**Stated task**. Reproduce the following records exactly from the line containing "Where can you see the train in" onward, ending with the last line and including it.

**Records from a point labeling set**.

----

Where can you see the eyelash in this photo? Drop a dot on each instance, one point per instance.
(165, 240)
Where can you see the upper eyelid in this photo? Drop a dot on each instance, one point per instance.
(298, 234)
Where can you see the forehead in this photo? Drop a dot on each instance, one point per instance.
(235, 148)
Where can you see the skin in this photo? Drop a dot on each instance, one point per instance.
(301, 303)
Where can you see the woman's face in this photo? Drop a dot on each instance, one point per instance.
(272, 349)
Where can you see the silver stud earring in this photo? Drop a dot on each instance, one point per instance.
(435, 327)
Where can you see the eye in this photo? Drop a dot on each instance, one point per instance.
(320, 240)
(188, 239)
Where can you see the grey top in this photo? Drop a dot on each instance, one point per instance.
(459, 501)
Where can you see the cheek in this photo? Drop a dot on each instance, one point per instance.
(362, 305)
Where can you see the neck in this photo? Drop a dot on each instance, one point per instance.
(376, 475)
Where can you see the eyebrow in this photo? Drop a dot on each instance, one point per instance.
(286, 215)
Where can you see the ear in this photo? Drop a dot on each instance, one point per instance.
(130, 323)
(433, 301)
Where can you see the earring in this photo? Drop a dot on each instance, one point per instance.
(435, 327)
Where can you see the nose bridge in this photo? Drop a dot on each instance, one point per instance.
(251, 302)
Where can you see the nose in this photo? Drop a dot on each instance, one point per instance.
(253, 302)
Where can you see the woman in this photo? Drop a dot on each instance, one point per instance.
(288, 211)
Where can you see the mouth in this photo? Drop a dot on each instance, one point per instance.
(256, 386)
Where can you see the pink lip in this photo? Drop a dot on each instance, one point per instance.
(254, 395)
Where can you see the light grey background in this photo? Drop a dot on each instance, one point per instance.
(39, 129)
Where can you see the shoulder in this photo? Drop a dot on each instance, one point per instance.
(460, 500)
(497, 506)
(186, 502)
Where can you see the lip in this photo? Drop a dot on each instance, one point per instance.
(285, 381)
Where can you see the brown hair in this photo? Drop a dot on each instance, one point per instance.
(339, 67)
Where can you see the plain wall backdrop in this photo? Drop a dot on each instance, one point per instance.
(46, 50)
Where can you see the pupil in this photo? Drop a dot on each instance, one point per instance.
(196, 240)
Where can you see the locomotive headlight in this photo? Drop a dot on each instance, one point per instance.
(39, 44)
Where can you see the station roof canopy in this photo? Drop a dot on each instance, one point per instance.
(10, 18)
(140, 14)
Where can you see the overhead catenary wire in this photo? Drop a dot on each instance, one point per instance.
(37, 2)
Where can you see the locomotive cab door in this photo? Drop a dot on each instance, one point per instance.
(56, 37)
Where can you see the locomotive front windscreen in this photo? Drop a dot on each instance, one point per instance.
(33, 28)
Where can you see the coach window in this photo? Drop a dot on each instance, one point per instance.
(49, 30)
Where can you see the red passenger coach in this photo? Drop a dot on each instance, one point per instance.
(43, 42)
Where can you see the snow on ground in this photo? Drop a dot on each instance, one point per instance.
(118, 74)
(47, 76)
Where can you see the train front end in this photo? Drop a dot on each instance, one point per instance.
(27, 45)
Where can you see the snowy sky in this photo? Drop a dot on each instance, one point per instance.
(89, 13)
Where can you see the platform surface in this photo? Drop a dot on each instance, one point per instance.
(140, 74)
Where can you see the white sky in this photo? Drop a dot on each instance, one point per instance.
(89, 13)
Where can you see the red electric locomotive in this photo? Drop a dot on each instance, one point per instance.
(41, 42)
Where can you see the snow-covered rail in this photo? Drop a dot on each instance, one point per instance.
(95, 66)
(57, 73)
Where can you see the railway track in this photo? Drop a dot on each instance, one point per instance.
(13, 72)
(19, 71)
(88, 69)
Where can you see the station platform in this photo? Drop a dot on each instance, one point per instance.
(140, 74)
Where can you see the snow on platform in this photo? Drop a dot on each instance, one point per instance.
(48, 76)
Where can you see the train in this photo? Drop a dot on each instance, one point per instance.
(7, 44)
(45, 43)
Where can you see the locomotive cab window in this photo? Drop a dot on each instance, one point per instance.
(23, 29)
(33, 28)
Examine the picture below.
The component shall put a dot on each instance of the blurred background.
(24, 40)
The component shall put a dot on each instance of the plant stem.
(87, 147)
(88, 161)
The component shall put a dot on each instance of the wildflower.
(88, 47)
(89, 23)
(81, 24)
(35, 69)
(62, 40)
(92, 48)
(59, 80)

----

**Task answer**.
Where can you see the train in this photo? Drop a dot on each instance, one point per instance.
(7, 44)
(45, 43)
Where can you see the locomotive cab window in this photo? Drop a dot on each instance, one point per instance.
(23, 29)
(33, 28)
Examine the picture below.
The component shall put a dot on each instance of the blurred background.
(24, 40)
The component shall put a dot on each instance of the plant stem.
(87, 147)
(88, 161)
The component shall put a dot on each instance of the wildflower.
(88, 47)
(89, 23)
(81, 24)
(35, 69)
(62, 40)
(92, 48)
(59, 80)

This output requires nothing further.